> ACTIVITY
Write out every record below exactly, so that nothing differs from what is shown.

> SOURCE MATERIAL
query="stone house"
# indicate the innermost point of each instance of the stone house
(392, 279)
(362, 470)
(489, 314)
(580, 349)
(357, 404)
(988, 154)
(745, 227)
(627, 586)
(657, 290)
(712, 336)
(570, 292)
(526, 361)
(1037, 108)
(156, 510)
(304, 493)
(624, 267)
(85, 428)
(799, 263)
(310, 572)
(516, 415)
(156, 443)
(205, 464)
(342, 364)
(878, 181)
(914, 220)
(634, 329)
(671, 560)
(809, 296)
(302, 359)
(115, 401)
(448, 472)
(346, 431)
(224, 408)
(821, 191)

> SOLUTION TO THIS PROBLEM
query="stone house"
# indicate the innermost point of each instance of the stone house
(392, 279)
(362, 470)
(489, 314)
(580, 349)
(357, 404)
(988, 154)
(745, 227)
(627, 586)
(657, 290)
(712, 336)
(570, 292)
(526, 361)
(1037, 108)
(156, 510)
(304, 493)
(624, 267)
(85, 428)
(799, 263)
(310, 572)
(516, 415)
(156, 443)
(205, 464)
(342, 364)
(878, 181)
(914, 220)
(634, 329)
(671, 560)
(809, 296)
(302, 359)
(115, 401)
(448, 472)
(346, 431)
(224, 408)
(821, 191)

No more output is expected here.